- _Exercise instructions_
Copy out the lines below word for word, but omit the pictures.

(Excerpts from point annotation data)
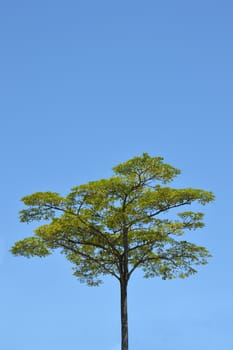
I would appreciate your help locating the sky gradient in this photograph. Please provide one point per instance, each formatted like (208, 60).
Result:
(85, 85)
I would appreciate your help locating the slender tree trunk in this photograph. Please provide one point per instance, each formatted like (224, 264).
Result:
(124, 315)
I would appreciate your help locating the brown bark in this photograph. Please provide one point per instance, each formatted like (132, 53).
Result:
(124, 315)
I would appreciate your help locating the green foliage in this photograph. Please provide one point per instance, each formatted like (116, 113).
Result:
(113, 226)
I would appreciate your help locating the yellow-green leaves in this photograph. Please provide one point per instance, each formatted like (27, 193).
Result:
(113, 226)
(29, 247)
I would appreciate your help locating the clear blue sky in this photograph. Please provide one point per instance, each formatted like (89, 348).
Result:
(85, 85)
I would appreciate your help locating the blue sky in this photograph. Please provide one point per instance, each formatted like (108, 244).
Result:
(85, 85)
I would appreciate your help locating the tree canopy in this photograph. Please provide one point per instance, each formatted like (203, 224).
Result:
(113, 226)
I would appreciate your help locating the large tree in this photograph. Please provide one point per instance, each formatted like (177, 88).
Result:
(114, 226)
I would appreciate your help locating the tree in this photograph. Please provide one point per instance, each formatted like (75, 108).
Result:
(116, 225)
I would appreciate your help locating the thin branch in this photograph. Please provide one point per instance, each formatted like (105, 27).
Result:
(86, 224)
(87, 256)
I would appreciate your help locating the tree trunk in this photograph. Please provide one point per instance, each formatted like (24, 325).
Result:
(124, 315)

- _Output for this task_
I would appreciate your help locating the sky gradient in this photograph. Please provide one point per instance, each formatted like (208, 60).
Result:
(85, 85)
I would appreciate your help locating the slender tree trunk in this photograph. Please provide one point per instance, each formatted like (224, 264).
Result:
(124, 315)
I would appreciate your help locating the brown bark in this photograph. Please provide one point per instance, each formatted like (132, 53).
Result:
(124, 315)
I would appreciate your help locating the green foliage in this photograph. Please provide one point per instance, each formatted like (116, 113).
Result:
(113, 226)
I would appreciate your help locating the yellow-green leaves in this photograph. Please provide one point per instance, each formatted like (27, 193).
Result:
(113, 226)
(29, 247)
I would appreciate your help locating the clear blue sky in this photograph. Please provide one point per instance, each formatted like (89, 348).
Result:
(85, 85)
I would appreciate your help locating the blue sky in this photograph. Please provide one point per instance, each formatted like (108, 244).
Result:
(85, 85)
I would appreciate your help locating the tree canopy in this photograph. Please provide one point per instance, each formatted like (203, 224).
Result:
(113, 226)
I would appreciate your help locating the large tree in this photograph. Please provide one point per instance, each formatted like (177, 88).
Result:
(114, 226)
I would appreciate your help locating the tree in this photograph. Please provide one point per instance, each formatted like (75, 108).
Result:
(116, 225)
I would appreciate your help locating the thin branch in this photograph. Please provide one point per instance, each formatted like (105, 27).
Result:
(86, 224)
(87, 256)
I would appreciate your help locating the tree trunk in this photograph. Please provide one point per instance, each formatted like (24, 325).
Result:
(124, 315)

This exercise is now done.